The string "polished" appears in some lines of the entries that follow; copy each such line.
[[ SUPPLIED INFORMATION open ]]
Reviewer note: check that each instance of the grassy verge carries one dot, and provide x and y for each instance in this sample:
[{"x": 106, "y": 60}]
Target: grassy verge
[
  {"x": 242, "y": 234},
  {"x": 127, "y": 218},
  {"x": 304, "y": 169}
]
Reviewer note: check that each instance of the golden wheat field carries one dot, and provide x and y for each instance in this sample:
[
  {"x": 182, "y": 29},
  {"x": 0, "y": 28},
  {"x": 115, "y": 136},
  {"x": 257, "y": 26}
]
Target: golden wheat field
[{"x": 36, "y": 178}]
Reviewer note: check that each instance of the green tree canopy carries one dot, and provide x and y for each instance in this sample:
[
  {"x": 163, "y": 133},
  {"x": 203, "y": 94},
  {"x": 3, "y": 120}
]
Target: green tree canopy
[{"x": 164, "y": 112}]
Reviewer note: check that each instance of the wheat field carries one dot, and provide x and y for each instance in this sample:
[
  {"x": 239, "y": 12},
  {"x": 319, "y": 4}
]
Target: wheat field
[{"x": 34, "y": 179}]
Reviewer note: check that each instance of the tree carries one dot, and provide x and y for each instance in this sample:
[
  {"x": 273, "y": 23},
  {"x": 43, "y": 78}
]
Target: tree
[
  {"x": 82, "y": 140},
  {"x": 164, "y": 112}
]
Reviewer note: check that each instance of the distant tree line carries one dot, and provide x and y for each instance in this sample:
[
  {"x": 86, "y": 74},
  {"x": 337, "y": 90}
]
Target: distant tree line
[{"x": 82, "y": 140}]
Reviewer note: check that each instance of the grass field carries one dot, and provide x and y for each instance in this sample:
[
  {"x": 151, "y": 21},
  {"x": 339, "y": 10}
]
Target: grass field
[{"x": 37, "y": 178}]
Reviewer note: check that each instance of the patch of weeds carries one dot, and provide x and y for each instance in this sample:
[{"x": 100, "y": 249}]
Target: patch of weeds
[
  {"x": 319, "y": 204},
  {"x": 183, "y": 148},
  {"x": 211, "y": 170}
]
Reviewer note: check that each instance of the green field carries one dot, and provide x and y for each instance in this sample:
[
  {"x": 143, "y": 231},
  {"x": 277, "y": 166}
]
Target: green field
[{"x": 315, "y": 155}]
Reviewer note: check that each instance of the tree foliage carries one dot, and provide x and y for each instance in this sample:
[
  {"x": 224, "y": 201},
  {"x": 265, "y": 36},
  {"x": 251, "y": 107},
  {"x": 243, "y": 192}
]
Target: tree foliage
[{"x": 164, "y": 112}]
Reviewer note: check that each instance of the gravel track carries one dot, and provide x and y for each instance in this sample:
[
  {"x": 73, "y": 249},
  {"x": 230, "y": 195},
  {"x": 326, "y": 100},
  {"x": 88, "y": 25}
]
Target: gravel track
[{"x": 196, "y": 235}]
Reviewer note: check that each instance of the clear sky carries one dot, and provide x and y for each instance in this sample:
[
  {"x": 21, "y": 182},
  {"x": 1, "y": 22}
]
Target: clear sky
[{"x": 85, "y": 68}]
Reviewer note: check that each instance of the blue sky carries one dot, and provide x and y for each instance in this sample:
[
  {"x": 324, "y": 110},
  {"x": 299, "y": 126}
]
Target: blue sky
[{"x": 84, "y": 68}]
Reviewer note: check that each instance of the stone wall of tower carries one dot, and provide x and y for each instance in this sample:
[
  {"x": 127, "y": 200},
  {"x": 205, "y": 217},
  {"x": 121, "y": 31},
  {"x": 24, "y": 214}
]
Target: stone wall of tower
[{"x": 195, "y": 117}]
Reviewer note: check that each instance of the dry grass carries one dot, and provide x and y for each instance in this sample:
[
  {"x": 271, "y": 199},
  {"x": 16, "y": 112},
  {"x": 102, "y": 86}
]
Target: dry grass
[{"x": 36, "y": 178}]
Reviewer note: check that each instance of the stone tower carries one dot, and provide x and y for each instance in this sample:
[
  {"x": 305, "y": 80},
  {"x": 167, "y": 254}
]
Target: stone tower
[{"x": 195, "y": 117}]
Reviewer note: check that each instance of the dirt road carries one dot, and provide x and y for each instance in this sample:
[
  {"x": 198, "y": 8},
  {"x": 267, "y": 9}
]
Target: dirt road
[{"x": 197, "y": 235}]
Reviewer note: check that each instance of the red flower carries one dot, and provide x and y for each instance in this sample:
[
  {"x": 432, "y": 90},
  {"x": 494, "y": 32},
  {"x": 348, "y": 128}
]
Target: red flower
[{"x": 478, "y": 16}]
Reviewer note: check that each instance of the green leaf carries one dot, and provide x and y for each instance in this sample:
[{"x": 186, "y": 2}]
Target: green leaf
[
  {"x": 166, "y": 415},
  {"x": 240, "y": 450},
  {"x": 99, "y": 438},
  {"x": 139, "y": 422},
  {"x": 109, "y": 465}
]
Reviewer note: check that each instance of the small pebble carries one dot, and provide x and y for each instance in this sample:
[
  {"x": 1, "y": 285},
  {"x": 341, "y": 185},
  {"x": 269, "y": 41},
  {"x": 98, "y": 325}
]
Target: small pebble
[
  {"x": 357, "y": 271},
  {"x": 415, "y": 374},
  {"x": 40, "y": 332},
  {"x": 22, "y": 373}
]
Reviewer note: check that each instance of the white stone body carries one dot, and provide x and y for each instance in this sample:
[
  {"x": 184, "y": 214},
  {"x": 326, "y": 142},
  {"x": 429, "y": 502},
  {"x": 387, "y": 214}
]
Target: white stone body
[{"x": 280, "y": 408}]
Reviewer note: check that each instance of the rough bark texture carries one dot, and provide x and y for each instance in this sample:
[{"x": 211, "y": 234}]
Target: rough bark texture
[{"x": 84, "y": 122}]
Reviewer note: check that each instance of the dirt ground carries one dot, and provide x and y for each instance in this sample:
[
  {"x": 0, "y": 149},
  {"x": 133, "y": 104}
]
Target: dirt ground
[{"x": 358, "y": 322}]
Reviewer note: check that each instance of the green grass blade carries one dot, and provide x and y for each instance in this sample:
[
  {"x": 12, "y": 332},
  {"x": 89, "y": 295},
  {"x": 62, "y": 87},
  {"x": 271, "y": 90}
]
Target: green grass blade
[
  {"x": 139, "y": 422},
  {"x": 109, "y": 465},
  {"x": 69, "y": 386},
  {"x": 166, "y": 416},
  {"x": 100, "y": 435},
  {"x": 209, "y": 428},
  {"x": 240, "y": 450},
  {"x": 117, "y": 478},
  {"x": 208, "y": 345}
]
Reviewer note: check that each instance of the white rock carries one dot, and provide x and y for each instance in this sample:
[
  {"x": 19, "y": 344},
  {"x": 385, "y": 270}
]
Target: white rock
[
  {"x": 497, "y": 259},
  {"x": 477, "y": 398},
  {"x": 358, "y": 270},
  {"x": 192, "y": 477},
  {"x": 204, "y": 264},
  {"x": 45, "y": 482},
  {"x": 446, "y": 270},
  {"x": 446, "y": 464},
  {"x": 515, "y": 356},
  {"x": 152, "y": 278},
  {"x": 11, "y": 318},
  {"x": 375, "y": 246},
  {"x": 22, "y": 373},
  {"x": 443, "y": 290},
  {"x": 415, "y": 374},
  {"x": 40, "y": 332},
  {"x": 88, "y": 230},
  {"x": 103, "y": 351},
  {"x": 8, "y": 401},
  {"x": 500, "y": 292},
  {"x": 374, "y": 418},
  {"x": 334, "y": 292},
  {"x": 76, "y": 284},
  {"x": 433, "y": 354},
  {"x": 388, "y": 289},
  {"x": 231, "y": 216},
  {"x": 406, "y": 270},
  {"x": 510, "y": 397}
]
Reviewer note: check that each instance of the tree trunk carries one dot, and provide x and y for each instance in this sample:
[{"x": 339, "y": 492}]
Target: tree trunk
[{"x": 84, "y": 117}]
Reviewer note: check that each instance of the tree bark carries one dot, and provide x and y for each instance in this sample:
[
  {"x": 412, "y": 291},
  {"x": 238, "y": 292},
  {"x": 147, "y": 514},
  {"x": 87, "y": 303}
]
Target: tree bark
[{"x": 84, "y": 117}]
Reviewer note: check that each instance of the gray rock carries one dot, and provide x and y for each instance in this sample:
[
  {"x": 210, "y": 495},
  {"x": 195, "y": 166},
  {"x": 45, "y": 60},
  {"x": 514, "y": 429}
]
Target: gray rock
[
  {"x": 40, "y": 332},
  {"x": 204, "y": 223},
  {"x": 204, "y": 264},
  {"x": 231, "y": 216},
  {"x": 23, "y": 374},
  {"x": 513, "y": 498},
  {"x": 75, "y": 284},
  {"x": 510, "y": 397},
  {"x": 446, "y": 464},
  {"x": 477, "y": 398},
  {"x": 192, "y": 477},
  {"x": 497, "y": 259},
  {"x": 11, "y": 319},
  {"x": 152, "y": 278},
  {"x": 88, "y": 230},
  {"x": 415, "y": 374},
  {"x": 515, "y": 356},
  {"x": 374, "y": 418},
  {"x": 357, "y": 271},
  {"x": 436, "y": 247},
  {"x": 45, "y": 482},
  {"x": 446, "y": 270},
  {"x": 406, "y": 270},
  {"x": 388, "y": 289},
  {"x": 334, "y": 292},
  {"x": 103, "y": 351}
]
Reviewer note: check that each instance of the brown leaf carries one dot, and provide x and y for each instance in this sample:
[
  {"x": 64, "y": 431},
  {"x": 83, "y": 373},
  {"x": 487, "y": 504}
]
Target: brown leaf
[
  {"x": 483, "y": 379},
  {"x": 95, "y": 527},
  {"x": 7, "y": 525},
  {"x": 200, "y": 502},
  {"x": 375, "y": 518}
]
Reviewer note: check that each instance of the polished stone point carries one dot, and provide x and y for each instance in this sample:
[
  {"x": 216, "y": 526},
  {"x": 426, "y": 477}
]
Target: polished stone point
[[ SUPPLIED INFORMATION closed ]]
▸ **RESULT FOR THIS EXERCISE**
Reviewer note: check that each instance of the polished stone point carries one dot, and provide x and y for each instance in this sample:
Target: polished stone point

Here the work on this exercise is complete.